Problem description:
Rescale the stretch of items from the line containing "cluster in this photo." through the line containing "[(131, 122), (185, 101), (233, 151), (240, 90)]", both included, and write those lines out again with their requests. Multiply each coordinate in the answers by 1.7 and round to whole numbers, with halves rounding up, but leave the requests and their format samples unchanged.

[Some items]
>> BEGIN

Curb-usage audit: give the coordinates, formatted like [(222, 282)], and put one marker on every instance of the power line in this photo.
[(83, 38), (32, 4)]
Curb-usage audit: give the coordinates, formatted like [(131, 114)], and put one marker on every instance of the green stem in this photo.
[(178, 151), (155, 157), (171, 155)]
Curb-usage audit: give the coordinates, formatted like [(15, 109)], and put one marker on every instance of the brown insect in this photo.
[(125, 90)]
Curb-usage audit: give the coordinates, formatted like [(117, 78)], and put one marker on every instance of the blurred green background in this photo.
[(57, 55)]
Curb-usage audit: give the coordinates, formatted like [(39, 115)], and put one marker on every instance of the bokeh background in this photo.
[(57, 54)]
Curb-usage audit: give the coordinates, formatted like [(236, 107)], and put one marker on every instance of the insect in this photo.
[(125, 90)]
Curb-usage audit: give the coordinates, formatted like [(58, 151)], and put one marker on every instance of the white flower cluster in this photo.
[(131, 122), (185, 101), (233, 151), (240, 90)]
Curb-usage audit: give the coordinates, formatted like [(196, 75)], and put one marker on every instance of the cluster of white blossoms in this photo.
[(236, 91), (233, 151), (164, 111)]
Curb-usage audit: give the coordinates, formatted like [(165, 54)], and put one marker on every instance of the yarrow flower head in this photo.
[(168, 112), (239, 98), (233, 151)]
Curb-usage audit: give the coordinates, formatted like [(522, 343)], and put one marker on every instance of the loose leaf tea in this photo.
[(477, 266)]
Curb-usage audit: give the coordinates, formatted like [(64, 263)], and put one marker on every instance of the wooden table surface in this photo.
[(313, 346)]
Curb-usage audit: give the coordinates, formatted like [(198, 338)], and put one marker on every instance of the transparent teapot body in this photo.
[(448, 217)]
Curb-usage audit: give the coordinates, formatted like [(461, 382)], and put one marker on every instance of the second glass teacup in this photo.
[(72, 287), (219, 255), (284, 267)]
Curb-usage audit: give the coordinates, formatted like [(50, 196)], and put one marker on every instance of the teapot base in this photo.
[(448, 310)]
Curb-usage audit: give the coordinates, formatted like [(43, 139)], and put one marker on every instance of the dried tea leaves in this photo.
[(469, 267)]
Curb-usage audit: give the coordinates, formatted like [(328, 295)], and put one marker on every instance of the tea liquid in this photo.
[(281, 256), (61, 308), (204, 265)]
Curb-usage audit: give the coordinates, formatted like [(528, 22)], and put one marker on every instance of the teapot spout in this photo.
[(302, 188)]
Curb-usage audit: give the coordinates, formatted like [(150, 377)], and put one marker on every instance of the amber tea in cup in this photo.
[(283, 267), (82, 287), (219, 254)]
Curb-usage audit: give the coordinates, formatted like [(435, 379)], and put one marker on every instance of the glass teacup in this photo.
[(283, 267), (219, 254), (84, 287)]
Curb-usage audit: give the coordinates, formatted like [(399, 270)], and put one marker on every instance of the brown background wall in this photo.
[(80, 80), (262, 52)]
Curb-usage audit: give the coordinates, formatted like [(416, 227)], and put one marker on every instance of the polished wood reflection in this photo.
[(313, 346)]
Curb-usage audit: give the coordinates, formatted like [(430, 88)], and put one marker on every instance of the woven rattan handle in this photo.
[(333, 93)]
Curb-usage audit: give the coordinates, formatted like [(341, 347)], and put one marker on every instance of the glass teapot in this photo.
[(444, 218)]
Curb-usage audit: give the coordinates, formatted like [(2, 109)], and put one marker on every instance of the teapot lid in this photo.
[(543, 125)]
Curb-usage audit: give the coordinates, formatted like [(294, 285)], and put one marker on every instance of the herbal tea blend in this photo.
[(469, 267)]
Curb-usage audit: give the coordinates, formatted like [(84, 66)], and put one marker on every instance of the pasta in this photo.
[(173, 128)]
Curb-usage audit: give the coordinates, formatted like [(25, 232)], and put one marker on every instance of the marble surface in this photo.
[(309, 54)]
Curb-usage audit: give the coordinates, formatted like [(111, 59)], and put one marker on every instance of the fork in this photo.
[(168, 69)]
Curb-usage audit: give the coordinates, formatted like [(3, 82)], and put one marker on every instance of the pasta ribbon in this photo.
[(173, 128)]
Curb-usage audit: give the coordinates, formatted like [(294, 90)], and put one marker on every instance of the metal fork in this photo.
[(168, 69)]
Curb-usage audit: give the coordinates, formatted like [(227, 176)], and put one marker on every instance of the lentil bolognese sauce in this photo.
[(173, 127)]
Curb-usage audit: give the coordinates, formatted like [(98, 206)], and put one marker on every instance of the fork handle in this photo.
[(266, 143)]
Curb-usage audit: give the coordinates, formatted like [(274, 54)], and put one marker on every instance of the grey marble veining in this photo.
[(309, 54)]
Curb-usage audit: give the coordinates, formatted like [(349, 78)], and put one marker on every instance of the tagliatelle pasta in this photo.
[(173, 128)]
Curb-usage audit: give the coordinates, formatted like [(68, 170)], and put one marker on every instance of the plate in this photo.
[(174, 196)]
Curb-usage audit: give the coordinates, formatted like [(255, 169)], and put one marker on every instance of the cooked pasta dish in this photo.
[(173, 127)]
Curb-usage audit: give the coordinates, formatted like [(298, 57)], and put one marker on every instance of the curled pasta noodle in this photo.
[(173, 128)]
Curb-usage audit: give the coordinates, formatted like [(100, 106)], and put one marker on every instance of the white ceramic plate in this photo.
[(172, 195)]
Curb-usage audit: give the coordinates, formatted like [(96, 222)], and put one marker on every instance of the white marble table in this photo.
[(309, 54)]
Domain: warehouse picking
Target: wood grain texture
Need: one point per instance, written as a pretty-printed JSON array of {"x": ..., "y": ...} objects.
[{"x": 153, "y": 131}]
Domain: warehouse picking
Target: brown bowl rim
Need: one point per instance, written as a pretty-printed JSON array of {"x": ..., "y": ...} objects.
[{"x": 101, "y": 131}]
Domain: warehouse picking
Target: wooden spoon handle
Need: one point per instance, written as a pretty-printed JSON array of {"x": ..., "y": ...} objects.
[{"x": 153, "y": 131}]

>> END

Solved problem:
Curb-usage audit: give the coordinates, formatted like [(58, 151)], and put one marker on every instance of the white flower cluster in this photo.
[(223, 207), (315, 172), (396, 257), (408, 153)]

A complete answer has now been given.